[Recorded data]
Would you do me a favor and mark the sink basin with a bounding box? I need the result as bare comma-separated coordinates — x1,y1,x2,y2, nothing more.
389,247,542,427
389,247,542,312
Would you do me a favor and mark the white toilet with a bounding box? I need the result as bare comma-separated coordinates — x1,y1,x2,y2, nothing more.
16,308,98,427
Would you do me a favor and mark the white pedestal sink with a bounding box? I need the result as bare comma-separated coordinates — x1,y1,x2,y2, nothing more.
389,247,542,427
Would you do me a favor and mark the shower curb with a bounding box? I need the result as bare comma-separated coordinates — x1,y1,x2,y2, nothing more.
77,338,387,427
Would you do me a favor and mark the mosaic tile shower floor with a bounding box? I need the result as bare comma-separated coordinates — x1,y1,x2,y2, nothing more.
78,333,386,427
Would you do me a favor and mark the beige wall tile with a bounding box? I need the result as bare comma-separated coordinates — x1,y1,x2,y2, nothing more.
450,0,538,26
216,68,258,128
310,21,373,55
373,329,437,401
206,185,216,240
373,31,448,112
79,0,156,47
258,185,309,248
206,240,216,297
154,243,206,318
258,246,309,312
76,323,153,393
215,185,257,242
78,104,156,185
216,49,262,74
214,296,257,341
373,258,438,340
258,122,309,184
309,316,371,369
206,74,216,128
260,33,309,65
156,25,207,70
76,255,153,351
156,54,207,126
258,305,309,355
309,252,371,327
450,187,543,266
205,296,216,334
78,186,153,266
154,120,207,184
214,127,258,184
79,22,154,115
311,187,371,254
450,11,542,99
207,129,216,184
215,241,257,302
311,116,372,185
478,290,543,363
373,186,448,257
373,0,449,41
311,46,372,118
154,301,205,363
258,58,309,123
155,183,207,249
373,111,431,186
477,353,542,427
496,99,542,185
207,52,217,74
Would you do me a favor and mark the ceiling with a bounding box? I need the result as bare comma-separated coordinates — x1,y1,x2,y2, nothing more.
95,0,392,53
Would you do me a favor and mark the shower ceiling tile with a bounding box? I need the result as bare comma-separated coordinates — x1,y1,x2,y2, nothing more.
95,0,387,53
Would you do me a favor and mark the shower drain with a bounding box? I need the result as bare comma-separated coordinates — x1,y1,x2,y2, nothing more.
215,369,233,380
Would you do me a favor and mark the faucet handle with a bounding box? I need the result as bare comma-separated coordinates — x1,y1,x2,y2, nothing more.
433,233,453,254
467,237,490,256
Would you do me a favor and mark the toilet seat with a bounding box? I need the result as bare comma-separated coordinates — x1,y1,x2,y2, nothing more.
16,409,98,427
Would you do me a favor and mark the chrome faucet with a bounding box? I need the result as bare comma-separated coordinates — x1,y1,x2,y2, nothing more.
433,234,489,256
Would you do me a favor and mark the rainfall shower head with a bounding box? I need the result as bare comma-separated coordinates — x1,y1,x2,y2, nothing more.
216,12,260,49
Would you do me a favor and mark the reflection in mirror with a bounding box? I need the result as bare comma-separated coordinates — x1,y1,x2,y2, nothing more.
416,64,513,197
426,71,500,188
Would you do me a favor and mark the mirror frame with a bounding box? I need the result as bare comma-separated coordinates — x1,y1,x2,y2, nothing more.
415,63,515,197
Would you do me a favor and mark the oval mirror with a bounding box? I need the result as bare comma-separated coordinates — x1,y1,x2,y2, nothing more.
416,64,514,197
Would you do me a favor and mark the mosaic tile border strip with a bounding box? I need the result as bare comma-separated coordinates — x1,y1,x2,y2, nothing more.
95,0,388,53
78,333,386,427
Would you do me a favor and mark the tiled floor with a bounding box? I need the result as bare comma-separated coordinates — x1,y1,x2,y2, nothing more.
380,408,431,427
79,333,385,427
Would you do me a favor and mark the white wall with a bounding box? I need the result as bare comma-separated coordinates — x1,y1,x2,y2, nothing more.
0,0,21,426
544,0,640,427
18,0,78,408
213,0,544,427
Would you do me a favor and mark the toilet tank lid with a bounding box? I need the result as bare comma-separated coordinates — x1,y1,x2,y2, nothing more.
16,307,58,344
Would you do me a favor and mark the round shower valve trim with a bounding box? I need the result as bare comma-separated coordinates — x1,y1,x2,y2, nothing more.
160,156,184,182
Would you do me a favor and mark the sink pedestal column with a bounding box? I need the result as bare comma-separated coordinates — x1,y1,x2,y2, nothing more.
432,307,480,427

* _BRIEF_: Update the entries starting with the line containing "Would you do me a favor and mark the beige" and going on through the line containing "206,240,216,297", replacing "beige" with "tan" and leaving everything else unchanged.

* _RESULT OF THIS TASK_:
Would you do me a favor and mark the tan wall tile with a bounding box? I need the result as bare comma-separated coordinates — x1,y1,x2,y2, nothing more.
450,0,538,26
216,68,258,128
310,21,373,55
373,329,437,401
206,185,216,240
373,31,448,112
79,0,156,47
258,185,309,248
206,240,216,297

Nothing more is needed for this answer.